- What you have to do
Rewrite every item below, replacing "photograph" with "image" and changing nothing else. Leave the pictures out of your version.

Rows from a dataset:
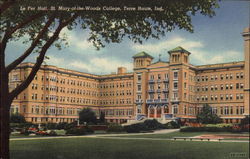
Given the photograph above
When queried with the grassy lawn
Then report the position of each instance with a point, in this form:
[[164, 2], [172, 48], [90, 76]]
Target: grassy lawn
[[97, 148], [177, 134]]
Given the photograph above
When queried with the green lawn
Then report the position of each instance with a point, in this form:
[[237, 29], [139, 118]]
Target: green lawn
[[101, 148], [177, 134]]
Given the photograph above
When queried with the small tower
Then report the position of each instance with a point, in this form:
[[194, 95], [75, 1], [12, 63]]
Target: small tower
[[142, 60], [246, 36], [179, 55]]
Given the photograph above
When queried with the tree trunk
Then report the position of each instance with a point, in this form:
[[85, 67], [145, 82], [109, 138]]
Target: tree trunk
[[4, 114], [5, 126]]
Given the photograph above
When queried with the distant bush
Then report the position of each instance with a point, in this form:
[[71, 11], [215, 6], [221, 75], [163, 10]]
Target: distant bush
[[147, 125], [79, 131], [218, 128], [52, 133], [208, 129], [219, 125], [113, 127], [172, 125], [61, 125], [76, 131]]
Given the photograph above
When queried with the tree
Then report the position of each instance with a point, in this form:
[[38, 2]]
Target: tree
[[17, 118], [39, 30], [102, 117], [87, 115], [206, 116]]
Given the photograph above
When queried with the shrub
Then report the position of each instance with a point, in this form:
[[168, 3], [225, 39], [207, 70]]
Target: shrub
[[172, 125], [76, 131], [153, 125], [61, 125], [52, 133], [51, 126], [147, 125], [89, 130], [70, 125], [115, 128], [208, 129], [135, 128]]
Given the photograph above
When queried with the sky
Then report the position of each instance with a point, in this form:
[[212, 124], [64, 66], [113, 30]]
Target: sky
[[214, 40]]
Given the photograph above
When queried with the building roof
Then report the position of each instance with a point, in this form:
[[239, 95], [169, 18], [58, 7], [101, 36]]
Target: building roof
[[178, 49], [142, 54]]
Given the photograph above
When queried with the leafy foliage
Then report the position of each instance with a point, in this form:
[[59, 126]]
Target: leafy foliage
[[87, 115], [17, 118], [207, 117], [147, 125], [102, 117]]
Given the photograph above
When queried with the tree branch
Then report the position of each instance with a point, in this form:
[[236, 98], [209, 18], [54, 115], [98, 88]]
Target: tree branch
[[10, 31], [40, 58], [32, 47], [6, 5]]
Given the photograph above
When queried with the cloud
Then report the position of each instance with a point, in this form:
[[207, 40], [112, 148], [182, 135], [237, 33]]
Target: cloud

- Result of the exercise
Given the image above
When queried with the grassy lawn
Then report the position of each instance with a point, in this form:
[[164, 2], [172, 48], [90, 76]]
Target: grassy lawn
[[97, 148], [177, 134]]
Given the image above
When queried with the green lawn
Then report the position of each instance with a point, in this form:
[[237, 29], [139, 118]]
Target: green lawn
[[101, 148], [177, 134]]
Given the image above
When queried with the small tower
Then report the position of each instance with a point, in this form:
[[194, 95], [75, 1], [12, 63]]
Target: small tower
[[142, 60], [246, 36], [179, 55]]
Given the image above
When queried with the tree trunk
Then report the position of each instance with a point, in this form:
[[85, 67], [145, 82], [109, 138]]
Target: tree trunk
[[4, 114], [5, 126]]
Given the image above
When queried with the distant bush
Then report the position of each instance with a point, in this form:
[[71, 11], [215, 6], [221, 75], [163, 10]]
Target: distant bush
[[147, 125], [79, 131], [218, 128], [52, 133], [208, 129], [219, 125], [113, 127], [172, 125], [61, 125], [76, 131]]
Given the image above
When queried with the tree
Then report the position of each instance with a point, in this form:
[[38, 2]]
Target: tree
[[17, 118], [39, 30], [102, 117], [87, 115], [206, 116]]
Given the image above
When queried with the shrub
Then report the position of each instance with a point, in this form:
[[168, 3], [225, 39], [207, 70]]
Target: shrub
[[172, 125], [76, 131], [153, 125], [61, 125], [52, 133], [51, 126], [147, 125], [89, 130], [70, 125], [115, 128], [208, 129], [135, 128]]
Given the image above
When queried with the sky
Then report the position of each instance with a point, in this form:
[[212, 124], [64, 66], [113, 30]]
Target: sky
[[214, 40]]
Given the image above
When queried with the building roof
Then report the position of each instance with a point, in this form:
[[239, 95], [169, 18], [58, 7], [101, 36]]
Target: building roof
[[178, 49], [142, 54]]
Given the image above
When queried with the leafy foliage
Then report the position of each instance with a point, in this form:
[[59, 126]]
Target: leafy foliage
[[87, 115], [17, 118], [207, 117], [147, 125], [102, 117]]
Given the image above
When queried with the tree branch
Then report the position of each instance with a point, in this form:
[[236, 98], [209, 18], [54, 115], [98, 88]]
Target: tree branch
[[10, 31], [40, 58], [32, 47], [6, 5]]
Given the image above
When queried with the cloud
Then report the position of each instance with a point, in this form:
[[207, 40], [112, 148], [182, 135], [237, 33]]
Target: cloud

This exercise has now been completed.